Below is a set of records; print all of them exactly as written.

===== Supplied entries =====

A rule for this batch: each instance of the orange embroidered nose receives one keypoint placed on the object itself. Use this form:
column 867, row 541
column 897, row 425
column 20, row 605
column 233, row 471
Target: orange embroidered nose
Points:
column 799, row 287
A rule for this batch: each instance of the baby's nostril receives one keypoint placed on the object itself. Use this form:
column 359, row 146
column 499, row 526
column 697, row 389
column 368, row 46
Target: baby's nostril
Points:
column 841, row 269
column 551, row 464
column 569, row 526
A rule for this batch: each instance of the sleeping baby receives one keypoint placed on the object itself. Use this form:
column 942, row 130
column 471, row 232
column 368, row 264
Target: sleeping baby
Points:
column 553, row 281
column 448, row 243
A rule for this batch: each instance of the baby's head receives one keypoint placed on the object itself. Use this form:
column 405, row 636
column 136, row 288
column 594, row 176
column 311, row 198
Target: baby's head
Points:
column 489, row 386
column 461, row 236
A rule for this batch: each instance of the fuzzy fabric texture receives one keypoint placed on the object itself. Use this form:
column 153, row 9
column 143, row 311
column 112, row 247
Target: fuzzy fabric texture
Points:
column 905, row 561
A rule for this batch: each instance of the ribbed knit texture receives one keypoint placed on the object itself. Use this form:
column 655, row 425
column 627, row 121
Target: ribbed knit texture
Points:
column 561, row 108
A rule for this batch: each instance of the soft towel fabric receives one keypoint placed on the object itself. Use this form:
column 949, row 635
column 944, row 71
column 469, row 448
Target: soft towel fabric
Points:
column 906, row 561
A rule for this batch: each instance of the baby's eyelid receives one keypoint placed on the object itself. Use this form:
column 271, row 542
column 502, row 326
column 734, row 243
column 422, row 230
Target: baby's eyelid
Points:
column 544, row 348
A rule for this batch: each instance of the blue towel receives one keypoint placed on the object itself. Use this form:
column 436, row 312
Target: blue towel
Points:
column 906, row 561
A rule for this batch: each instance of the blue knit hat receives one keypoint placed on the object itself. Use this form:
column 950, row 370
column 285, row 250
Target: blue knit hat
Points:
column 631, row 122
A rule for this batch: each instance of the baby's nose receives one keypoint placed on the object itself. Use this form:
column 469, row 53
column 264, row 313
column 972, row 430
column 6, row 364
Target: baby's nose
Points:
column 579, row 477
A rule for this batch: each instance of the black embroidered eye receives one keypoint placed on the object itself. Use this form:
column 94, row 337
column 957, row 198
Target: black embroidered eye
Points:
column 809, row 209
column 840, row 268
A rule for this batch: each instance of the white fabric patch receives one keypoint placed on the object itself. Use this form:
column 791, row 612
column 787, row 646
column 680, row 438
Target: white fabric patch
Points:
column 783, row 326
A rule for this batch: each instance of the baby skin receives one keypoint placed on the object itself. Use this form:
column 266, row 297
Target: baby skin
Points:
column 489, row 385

=====

* **Task answer**
A rule for this batch: each instance of the orange embroidered nose receives one keypoint placed on the object itself. Use this form:
column 867, row 541
column 897, row 425
column 20, row 605
column 233, row 471
Target: orange embroidered nose
Points:
column 799, row 287
A rule for this batch: each instance of the baby's nostril receives one keypoint placed on the object itself. Use this form:
column 359, row 146
column 499, row 526
column 697, row 389
column 368, row 46
Target: baby's nostril
Points:
column 841, row 269
column 551, row 464
column 569, row 526
A rule for this batch: each instance of the sleeping baby receives one keypoint placed on the object itself. Use this form:
column 942, row 130
column 471, row 232
column 368, row 264
Target: sleeping baby
Points:
column 553, row 281
column 448, row 243
A rule for this batch: each instance of the baby's head receives one keypoint placed on the object itself. Use this form:
column 405, row 636
column 136, row 288
column 594, row 176
column 311, row 198
Target: baby's head
Points:
column 489, row 386
column 461, row 236
A rule for this batch: each instance of the fuzzy fabric texture receives one keypoint placed on the object itself. Use this form:
column 153, row 9
column 143, row 311
column 112, row 247
Target: fuzzy fabric texture
Points:
column 905, row 561
A rule for this batch: each instance of the ribbed knit texture receives one keypoint placed on the object itself. Use this form:
column 655, row 425
column 627, row 121
Target: ribbed knit texture
Points:
column 561, row 108
A rule for this batch: each instance of the soft towel fabric receives one keypoint placed on the object itself. Use this form:
column 949, row 635
column 944, row 71
column 469, row 448
Target: soft towel fabric
Points:
column 906, row 561
A rule for this batch: each instance of the baby's eyelid receives one keypoint placed on the object itself. Use this form:
column 271, row 542
column 502, row 326
column 734, row 243
column 422, row 230
Target: baby's eyelid
Points:
column 544, row 348
A rule for this batch: each instance of the blue towel receives one keypoint placed on the object itself. Use this form:
column 436, row 312
Target: blue towel
Points:
column 906, row 561
A rule for this batch: each instance of the blue knit hat receives one keypoint placed on the object itself. Use this form:
column 950, row 370
column 285, row 250
Target: blue knit hat
Points:
column 631, row 122
A rule for this batch: each instance of the baby's nose receives one keypoint placed on the object itself. Use this form:
column 469, row 53
column 264, row 313
column 972, row 430
column 6, row 364
Target: baby's nose
Points:
column 579, row 477
A rule for this batch: each instance of the black embroidered eye receives one keypoint placed on the object itself. Use this form:
column 94, row 337
column 957, row 198
Target: black embroidered eye
Points:
column 809, row 209
column 840, row 268
A rule for this batch: each instance of the white fabric patch receives one keypoint placed on the object itself. Use this form:
column 791, row 612
column 787, row 646
column 680, row 438
Target: white fabric patch
Points:
column 783, row 326
A rule for this batch: each instance of the baby skin receives one keypoint placed on the object itself. Use this form:
column 266, row 297
Target: baby skin
Points:
column 489, row 385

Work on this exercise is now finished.